— EXERCISE DETAILS —
Your output is one number, the count of lines in the listing below that hold the word "gravestone".

— SOURCE DATA —
───
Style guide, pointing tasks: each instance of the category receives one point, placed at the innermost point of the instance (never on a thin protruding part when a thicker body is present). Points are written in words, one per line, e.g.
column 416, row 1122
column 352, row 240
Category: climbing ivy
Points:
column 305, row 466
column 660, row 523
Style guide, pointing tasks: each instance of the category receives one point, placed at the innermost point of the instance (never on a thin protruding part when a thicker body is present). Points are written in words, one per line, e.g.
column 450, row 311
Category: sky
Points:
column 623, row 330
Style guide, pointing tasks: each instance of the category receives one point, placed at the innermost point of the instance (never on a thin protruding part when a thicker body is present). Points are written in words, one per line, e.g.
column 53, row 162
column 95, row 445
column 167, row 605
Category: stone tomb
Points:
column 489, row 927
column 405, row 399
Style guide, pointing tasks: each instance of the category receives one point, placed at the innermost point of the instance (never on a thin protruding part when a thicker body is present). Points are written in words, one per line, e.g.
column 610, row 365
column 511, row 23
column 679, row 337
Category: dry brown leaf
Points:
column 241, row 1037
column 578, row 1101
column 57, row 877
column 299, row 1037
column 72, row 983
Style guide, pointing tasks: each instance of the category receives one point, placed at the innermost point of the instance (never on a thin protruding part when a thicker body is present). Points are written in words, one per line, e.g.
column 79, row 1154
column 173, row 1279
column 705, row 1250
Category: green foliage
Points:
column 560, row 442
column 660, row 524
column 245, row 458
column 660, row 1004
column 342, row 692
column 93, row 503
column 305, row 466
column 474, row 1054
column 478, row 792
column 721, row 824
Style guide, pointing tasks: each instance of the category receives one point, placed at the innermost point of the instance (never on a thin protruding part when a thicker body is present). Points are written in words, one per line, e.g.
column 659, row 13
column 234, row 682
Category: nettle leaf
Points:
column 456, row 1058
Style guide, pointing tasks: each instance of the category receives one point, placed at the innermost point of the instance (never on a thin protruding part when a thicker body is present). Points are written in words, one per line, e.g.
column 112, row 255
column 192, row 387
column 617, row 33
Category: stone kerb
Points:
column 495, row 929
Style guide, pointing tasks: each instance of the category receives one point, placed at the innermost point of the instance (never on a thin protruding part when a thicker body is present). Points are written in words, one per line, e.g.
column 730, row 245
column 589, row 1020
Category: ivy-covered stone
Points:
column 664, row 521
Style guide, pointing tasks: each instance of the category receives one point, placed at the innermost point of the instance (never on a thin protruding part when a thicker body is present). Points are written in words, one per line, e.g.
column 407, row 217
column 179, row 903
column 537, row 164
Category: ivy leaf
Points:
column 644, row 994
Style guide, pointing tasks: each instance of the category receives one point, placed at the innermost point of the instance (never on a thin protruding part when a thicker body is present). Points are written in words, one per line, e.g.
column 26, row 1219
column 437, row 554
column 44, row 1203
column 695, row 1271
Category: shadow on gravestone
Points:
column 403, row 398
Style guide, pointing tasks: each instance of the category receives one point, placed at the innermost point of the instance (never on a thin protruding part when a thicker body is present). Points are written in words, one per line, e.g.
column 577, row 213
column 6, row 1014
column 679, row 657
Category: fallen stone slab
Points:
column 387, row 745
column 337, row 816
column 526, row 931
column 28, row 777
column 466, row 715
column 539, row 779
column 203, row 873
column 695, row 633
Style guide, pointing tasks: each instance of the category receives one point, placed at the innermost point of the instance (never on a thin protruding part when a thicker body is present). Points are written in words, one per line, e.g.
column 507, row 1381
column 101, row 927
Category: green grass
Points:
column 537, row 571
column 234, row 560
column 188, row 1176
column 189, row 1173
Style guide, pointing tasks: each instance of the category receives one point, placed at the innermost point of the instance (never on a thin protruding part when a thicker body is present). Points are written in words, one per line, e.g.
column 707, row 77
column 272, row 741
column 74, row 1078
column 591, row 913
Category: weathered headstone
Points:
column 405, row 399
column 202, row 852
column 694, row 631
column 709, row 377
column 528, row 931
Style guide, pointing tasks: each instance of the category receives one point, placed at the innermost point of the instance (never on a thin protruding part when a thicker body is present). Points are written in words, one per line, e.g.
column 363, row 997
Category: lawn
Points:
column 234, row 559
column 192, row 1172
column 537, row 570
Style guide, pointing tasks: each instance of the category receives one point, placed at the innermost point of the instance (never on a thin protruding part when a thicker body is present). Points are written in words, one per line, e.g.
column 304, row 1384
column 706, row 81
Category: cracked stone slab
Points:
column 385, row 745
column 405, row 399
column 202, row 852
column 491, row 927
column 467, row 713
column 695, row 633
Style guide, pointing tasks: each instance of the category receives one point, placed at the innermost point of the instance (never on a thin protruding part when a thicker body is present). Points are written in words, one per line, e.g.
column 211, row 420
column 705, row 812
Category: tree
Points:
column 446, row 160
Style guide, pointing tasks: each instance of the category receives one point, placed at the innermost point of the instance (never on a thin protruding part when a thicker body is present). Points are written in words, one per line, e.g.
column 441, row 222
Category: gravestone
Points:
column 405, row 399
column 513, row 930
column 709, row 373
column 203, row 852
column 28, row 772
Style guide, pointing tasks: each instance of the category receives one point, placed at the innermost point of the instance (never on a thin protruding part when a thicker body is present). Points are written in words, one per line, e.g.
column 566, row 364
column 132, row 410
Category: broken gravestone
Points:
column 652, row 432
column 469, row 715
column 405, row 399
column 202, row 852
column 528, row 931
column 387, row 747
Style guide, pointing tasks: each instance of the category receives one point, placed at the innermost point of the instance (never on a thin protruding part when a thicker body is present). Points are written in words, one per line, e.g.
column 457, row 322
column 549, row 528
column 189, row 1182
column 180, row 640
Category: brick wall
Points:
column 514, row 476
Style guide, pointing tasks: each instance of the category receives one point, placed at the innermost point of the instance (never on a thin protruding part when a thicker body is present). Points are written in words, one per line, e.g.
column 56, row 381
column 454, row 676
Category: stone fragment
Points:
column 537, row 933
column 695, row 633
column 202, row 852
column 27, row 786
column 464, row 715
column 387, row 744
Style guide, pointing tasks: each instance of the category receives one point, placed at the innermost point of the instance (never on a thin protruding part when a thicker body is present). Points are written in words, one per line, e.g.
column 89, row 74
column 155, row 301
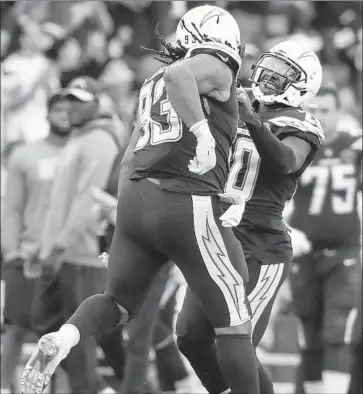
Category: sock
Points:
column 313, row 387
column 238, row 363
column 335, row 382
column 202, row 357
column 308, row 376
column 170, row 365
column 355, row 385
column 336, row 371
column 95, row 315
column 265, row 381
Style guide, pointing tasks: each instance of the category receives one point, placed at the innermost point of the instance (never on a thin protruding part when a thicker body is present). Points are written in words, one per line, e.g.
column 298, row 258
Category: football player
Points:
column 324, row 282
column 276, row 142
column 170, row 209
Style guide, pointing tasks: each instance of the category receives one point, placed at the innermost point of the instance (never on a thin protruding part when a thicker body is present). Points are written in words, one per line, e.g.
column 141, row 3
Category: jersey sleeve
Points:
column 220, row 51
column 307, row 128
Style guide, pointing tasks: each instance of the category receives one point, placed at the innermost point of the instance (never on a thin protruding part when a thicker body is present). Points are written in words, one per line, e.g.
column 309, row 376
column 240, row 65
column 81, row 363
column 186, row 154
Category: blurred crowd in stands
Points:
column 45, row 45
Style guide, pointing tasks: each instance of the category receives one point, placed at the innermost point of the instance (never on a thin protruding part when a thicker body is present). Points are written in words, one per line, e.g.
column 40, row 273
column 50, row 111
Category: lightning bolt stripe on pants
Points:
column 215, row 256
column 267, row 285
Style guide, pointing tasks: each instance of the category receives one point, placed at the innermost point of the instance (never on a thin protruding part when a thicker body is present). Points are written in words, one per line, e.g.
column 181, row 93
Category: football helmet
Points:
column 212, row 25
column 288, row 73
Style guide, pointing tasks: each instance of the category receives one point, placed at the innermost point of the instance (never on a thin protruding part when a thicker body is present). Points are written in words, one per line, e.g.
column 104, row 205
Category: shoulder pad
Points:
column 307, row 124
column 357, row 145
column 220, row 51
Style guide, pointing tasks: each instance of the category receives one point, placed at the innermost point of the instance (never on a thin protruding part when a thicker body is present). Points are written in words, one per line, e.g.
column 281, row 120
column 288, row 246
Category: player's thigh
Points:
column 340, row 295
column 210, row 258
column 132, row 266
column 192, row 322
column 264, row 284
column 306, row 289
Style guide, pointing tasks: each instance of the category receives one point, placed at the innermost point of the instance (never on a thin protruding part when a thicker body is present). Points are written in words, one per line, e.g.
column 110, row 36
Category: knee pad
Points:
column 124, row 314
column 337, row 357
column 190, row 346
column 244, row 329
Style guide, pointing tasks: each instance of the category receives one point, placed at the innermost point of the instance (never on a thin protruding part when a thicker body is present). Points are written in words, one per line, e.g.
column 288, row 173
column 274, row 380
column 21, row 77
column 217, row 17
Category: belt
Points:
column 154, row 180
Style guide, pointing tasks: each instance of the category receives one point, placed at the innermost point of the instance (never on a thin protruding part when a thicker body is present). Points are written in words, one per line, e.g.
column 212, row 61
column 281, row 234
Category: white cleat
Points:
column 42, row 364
───
— RESPONSE TO THIS EXERCISE —
3